:: Kutipan
Taubat itu bukanlah bagi orang-orang yang berbuat kemaksiatan, sehingga apabila kematian telah datang kepada seseorang di antara mereka lalu ia berkata: ‘Sungguh sekarang ini aku taubat dan tidak (pula diterima taubat) orang-orang yang mati dalam keadaan kafir. Bagi mereka Kami sediakan siksa yang pedih. [An-Nisâ’/4 :18]
Allâh Azza wa Jalla juga berfirman :
هَلْ يَنْظُرُونَ إِلَّا أَنْ تَأْتِيَهُمُ الْمَلَائِكَةُ أَوْ يَأْتِيَ رَبُّكَ أَوْ يَأْتِيَ بَعْضُ آيَاتِ رَبِّكَ ۗ يَوْمَ يَأْتِي بَعْضُ آيَاتِ رَبِّكَ لَا يَنْفَعُ نَفْسًا إِيمَانُهَا لَمْ تَكُنْ آمَنَتْ مِنْ قَبْلُ أَوْ كَسَبَتْ فِي إِيمَانِهَا خَيْرًا ۗ قُلِ انْتَظِرُوا إِنَّا مُنْتَظِرُونَ
Yang mereka nanti-nantikan hanyalah kedatangan malaikat kepada mereka, atau kedatangan Rabbmu, atau sebagian tanda-tanda dari Rabbmu. Pada hari datangnya sebagian tanda-tanda Rabbmu tidak berguna lagi iman seseorang yang belum beriman sebelum itu, atau (belum) berusaha berbuat kebajikan dengan imannya itu. Katakanlah, ‘Tunggulah! Kami pun menunggu.’” [Al-An’âm/6:158]
Maksud firman Allâh Azza wa Jalla , “Yang mereka nanti-nantikan hanyalah kedatangan malaikat kepada mereka, atau kedatangan Rabbmu, atau sebagian tanda-tanda dari Rabbmu.” yaitu pada hari Kiamat.
::::
Tugas:
Sebutkan seluruh hal yang dinanti-nantikan oleh mereka menurut terjemahan ayat Al-An'âm/6:158 dalam kutipan. Gunakan kutipan di atas sebagai satu-satunya sumber.
:: Data yang Disediakan
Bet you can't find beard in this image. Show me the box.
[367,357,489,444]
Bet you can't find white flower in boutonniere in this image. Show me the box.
::::
Jawaban yang Diharapkan:
- Kedatangan malaikat kepada mereka
- Kedatangan Rabbmu
- Sebagian tanda-tanda dari Rabbmu